Instructions to follow:
Print all of the data exactly as written.

(Source data)
..........
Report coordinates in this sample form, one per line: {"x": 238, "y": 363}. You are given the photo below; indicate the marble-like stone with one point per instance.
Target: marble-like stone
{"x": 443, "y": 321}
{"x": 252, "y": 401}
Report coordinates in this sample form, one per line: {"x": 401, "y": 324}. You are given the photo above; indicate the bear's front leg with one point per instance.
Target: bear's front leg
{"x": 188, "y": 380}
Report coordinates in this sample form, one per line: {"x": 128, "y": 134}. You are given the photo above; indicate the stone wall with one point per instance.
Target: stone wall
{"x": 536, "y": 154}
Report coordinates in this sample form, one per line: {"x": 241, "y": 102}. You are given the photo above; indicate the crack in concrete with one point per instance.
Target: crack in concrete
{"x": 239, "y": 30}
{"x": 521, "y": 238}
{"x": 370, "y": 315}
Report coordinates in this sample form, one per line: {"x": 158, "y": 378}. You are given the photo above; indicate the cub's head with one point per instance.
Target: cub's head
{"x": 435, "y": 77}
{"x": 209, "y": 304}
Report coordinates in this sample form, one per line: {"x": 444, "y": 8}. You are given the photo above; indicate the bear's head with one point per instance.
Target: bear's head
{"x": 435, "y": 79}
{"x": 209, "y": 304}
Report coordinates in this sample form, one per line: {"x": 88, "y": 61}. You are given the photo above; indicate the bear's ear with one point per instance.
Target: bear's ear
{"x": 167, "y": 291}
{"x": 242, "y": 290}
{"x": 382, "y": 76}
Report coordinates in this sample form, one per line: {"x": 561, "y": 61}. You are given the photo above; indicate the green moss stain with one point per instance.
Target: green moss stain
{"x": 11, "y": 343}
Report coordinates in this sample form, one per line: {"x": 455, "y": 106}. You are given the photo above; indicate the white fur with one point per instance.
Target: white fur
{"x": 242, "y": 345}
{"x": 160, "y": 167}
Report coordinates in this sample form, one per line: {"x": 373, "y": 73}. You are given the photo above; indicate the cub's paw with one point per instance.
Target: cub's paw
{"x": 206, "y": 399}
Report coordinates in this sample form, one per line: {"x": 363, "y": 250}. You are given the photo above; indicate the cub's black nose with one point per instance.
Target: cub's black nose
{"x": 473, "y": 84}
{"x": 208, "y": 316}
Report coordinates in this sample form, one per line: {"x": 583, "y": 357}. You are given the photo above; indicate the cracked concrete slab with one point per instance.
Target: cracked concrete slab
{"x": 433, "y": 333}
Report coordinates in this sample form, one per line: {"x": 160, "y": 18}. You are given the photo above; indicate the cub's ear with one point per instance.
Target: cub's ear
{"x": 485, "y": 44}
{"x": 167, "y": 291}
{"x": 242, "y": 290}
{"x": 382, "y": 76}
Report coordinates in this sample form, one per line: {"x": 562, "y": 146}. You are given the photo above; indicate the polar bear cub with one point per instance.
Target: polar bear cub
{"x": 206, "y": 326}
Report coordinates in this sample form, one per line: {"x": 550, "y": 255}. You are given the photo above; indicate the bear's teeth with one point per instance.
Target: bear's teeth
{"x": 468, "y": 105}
..........
Response:
Report coordinates in this sample form, one per line: {"x": 238, "y": 363}. You are given the photo below; indicate the marble-like stone with one point per instance.
Target: marble-like stone
{"x": 443, "y": 321}
{"x": 252, "y": 401}
Report coordinates in this sample form, one per line: {"x": 401, "y": 324}. You are given the photo above; indicate the bear's front leg with one point per instance.
Target: bear's front leg
{"x": 188, "y": 380}
Report coordinates in this sample form, one per line: {"x": 128, "y": 134}. You are given the photo above; indicate the stone wall with one point per instance.
Target: stone wall
{"x": 536, "y": 154}
Report coordinates in this sample form, one per line: {"x": 241, "y": 102}. You are given the photo above; indicate the crack in concrete with one point per instance.
Target: crack in concrete
{"x": 239, "y": 30}
{"x": 521, "y": 238}
{"x": 370, "y": 315}
Report coordinates in this sample form, one per line: {"x": 158, "y": 378}. You are given the photo above; indicate the cub's head with one point per instance.
Target: cub's head
{"x": 435, "y": 77}
{"x": 209, "y": 304}
Report coordinates in this sample form, one per line: {"x": 444, "y": 8}. You are given the photo above; indicate the bear's head with one point per instance.
Target: bear's head
{"x": 435, "y": 79}
{"x": 209, "y": 304}
Report coordinates in this sample form, one per line: {"x": 88, "y": 61}. You are given the photo above; indicate the bear's ear with one point per instance.
Target: bear's ear
{"x": 167, "y": 291}
{"x": 242, "y": 290}
{"x": 382, "y": 76}
Report coordinates in this sample form, one per line: {"x": 561, "y": 61}. You are given the photo above; indicate the green moss stain with one point per instance.
Target: green moss stain
{"x": 11, "y": 343}
Report coordinates in this sample form, one per line: {"x": 455, "y": 106}. You are given the photo above; indicate the white fur with one point per instance.
Target: white fur
{"x": 242, "y": 345}
{"x": 160, "y": 167}
Report coordinates in this sample form, one per line: {"x": 373, "y": 73}. You are given the photo above; indicate the cub's paw with one point per instance.
Target: cub's paw
{"x": 206, "y": 399}
Report coordinates in this sample form, one per line: {"x": 363, "y": 250}. You are given the photo above; indicate the cub's black nose with one point per instance.
Target: cub's black nose
{"x": 473, "y": 84}
{"x": 208, "y": 316}
Report coordinates in this sample form, one per line: {"x": 583, "y": 357}. You are given the photo above; indicate the cracked concrete slab with one point per instance.
Target: cracked concrete slab
{"x": 433, "y": 333}
Report coordinates in this sample form, one per line: {"x": 160, "y": 18}. You are given the photo above; indicate the cub's ear with one point per instance.
Target: cub's ear
{"x": 485, "y": 44}
{"x": 167, "y": 291}
{"x": 242, "y": 290}
{"x": 382, "y": 76}
Report coordinates in this sample form, one per line: {"x": 562, "y": 146}. You are given the photo above; indicate the polar bear cub with one point per instance.
Target: polar bear cub
{"x": 206, "y": 326}
Report coordinates in this sample form, one per line: {"x": 550, "y": 255}. You are given the photo above; indicate the bear's teeth with one point per instance.
Target: bear's teeth
{"x": 468, "y": 105}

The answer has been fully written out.